Rewrite the lines below so that every "point out" becomes "locate", with nothing else changed. Leave the pictures out of your answer.

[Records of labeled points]
....................
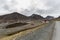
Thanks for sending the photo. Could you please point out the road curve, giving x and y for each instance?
(40, 34)
(56, 34)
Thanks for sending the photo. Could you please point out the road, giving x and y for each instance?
(56, 34)
(40, 34)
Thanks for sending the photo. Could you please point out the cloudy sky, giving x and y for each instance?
(51, 6)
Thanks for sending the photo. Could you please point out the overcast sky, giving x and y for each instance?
(53, 6)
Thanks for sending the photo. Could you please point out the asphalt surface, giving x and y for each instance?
(40, 34)
(56, 33)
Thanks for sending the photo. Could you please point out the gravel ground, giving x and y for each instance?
(40, 34)
(56, 34)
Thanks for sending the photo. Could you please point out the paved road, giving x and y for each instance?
(40, 34)
(56, 34)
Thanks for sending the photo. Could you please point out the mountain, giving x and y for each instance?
(13, 17)
(49, 17)
(36, 17)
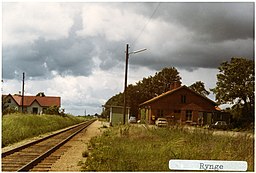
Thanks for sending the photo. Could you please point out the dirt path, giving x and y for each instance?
(70, 160)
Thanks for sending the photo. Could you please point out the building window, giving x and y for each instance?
(177, 111)
(183, 99)
(188, 115)
(160, 113)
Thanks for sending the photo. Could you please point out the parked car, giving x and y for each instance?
(132, 120)
(219, 125)
(161, 122)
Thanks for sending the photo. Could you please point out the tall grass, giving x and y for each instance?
(16, 127)
(137, 149)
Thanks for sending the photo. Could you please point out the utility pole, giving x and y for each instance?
(127, 53)
(22, 96)
(125, 79)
....................
SOLVED PROBLEM -
Thanks for sending the photo. Could you please locate the road curve, giving x and y for each instance?
(40, 34)
(56, 34)
Thanks for sending the photo. Could you please locate the road, giving x and y for each instance?
(56, 34)
(40, 34)
Thanks for sending the photo. Could you please locate the cloudy sky, giving x and y for each instance?
(51, 6)
Thanks for sending the photo. Could you please locate the overcast sky, giving x and y for each instance?
(53, 6)
Thanks for sending the photo. Could you please locate the asphalt surface, giving x and y for each instance?
(40, 34)
(56, 33)
Thanks for sending the photo. Could you please locate the gravel ground, giving x and y for each instance?
(40, 34)
(56, 34)
Thanks for sending the photo. Could you please locate the paved road, giving x and y for each instance?
(40, 34)
(56, 34)
Thanks for sending the photo. Could you please locate the mountain, giving x and y for each instance?
(13, 17)
(49, 17)
(36, 17)
Thanks for sending the photo. Could you please locate the dirt path, giving x and y for each instance?
(70, 160)
Thanks for sending the photo. Could you please locate the building window, giving x and y for each instance?
(177, 111)
(183, 99)
(188, 115)
(160, 113)
Thanks for sending the photo. Could you please locate the parked car, giving x and y for each instance?
(132, 120)
(219, 125)
(161, 122)
Thanks for sending the photo. Could you please locate the tall grass, giving x and y for each instance?
(16, 127)
(137, 149)
Thanks for sending the photo. Could you please locate the utility pole, giving x and y for each instance?
(127, 53)
(22, 96)
(125, 79)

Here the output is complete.